*Work item A:*
Answer these from the passage on the Desert Fathers:
(i) In what year did Ken Davis publish his article?
(ii) What do heretical movements end up with when they exaggerate the link between gifts and fruit of the Spirit?
(iii) For how many years did Antony practice the ascetic lifestyle in isolation before any ministry?
*Work item B:*
Revise the stretch of the passage on the Desert Fathers from "Orthodox movements link" through "regardless of behaviour.", putting "lawlessness" in place of "antinomianism".
*Work item C:*
Carry on the passage on the Desert Fathers from its last sentence.

*Text:*
—————
In 1979, Ken Davis published an article that outline the characteristics of an orthodox Charismatic movement (as opposed to heretical ones), and then proposed that the 16th Century Anabaptists were such a movement. Taking up his work, I see the 4th Century Desert Fathers and Mothers were another such movement. This series explores those characteristics and shows how they were expressed among the Desert Saints.
Orthodox movements link the gifts of the Spirit with the fruit of the Spirit (i.e. godliness and moral uprightness). Heretical movements either ignore this link, leading to antinomianism, or exaggerate it, leading to an elitist perfectionism. Some movements manage to do both, resulting in a kind of gnostic super-spirituality that makes sin ontologically impossible regardless of behaviour.
The Fathers linked spiritual power with asceticism and virtue. Antony himself did not engage in a miraculous ministry (or ministry of any kind) until he had spent fifteen years learning the ascetic lifestyle and then twenty years practicing it in isolation. Elsewhere in the literature, it is common to encounter the language of an abba “being deemed worthy of” a spiritual gift. Nevertheless, simply because one could perform miracles did not mean one was safe from sin. The need for constant watchfulness over one’s own soul never ended.
—————
*Data provided:*
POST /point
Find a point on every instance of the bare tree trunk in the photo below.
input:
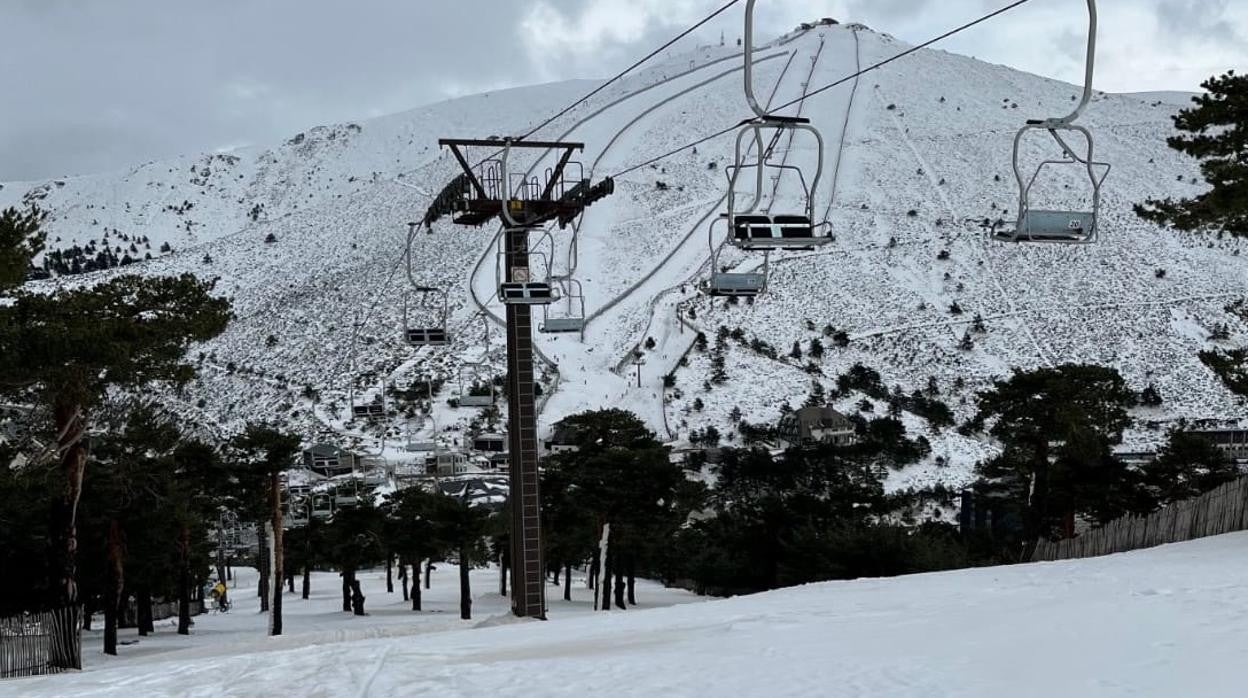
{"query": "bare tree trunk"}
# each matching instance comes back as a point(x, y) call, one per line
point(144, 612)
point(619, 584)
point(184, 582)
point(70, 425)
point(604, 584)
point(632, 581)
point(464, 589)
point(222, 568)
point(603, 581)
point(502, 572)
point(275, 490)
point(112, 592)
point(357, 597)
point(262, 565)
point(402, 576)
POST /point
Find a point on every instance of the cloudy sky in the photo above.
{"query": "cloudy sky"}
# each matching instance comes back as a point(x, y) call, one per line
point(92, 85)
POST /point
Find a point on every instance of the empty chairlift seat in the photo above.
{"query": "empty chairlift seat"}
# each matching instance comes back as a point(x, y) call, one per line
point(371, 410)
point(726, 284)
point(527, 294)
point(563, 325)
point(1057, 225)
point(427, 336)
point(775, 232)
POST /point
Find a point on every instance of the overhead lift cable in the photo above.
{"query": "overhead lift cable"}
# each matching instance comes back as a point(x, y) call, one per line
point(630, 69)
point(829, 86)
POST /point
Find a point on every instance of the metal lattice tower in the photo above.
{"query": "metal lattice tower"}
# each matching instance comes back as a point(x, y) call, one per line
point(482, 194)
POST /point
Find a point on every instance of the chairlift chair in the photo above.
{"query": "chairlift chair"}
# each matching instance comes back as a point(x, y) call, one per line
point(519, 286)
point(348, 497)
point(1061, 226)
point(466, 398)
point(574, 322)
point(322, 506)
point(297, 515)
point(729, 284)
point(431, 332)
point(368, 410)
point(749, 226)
—————
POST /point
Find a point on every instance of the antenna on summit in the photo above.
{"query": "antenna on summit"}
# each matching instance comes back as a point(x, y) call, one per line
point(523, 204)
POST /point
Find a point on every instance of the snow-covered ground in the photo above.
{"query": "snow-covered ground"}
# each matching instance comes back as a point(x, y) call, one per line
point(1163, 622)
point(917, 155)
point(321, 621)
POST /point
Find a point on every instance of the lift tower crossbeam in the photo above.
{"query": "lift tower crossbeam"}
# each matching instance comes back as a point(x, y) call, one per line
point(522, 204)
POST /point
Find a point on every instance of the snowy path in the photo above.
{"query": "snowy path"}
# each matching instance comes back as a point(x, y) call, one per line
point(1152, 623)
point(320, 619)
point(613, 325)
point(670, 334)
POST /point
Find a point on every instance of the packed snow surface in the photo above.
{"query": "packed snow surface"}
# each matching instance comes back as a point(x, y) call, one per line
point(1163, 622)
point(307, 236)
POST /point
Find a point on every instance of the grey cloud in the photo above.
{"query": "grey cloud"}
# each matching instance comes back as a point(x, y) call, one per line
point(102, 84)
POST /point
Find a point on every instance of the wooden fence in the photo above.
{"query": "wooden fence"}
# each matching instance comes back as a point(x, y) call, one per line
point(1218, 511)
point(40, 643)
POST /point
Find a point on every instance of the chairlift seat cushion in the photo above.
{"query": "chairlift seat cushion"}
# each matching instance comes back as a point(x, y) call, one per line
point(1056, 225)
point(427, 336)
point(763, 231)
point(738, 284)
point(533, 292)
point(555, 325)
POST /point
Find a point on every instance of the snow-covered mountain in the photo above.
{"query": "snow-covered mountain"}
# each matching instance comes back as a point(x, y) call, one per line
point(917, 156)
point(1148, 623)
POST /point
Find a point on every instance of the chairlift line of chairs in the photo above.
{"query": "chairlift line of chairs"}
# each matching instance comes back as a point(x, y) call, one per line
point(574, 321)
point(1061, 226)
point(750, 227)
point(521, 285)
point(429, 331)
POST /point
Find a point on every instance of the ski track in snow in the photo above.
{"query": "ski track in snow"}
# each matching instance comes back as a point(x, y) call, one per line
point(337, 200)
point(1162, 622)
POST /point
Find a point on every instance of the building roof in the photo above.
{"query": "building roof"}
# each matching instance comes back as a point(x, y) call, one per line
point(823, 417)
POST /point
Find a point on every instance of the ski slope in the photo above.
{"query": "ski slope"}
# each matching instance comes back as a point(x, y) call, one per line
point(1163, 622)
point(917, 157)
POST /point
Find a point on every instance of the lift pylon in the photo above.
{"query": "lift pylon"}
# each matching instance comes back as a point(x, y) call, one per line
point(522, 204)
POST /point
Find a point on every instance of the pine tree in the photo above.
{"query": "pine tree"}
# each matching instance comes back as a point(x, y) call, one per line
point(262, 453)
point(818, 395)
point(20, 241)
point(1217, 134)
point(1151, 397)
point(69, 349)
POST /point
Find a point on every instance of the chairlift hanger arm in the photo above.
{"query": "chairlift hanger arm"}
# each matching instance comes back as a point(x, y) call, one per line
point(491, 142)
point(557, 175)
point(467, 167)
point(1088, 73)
—————
*Exercise response A:*
(i) 1979
(ii) An elitist perfectionism
(iii) Twenty years

*Exercise response B:*
Orthodox movements link the gifts of the Spirit with the fruit of the Spirit (i.e. godliness and moral uprightness). Heretical movements either ignore this link, leading to lawlessness, or exaggerate it, leading to an elitist perfectionism. Some movements manage to do both, resulting in a kind of gnostic super-spirituality that makes sin ontologically impossible regardless of behaviour.

*Exercise response C:*
Humility when exercising a miraculous gift was important. The fathers believed that demons were cast out, not because of the exorcist’s ascetic achievements but because of his or her humility. Some abbas had the gift of healing but were also given diseases (of which they eventually died) in order to keep them humble – it made it clear to them and others that the gift was not a power they could independently wield. It was not the abba, but the Lord who performed the miracle, as Antony observed: “The performance of signs does not belong to us; it is the Lord’s work”.
Although the Desert Fathers saw themselves on the narrow path, they did not look down on those in the wider church who did not follow their lifestyle. In fact, there are several stories of renowned abbas who were shown “seculars” (i.e. non-monks) in a vision who were as holy as they, if not more so. The abbas also encouraged seculars to pray for miracles, for they had the same access to God the abbas themselves had. Thus, holiness was not the exclusive possession of a desert elite, but equally accessible to all walks of life – although the abbas would say that it was harder to keep one’s vision focused in the distractions of city life.
At the end of the day, the purpose of pursuing the ascetic life was not to exercise spiritual power, but rather to become more Christlike. Antony taught that “not for the purpose of gaining foreknowledge are we to train ourselves and labor – but rather in order that we may please God in the way we lead our lives”. However, just as seeking first His Kingdom meant the seeker would also be given “all these things”, so the abbas observed that the virtuous among them could perform astonishing miracles. While spiritual power was not to be the goal of the monastic life, the abbas found it to be a frequently encountered blessing.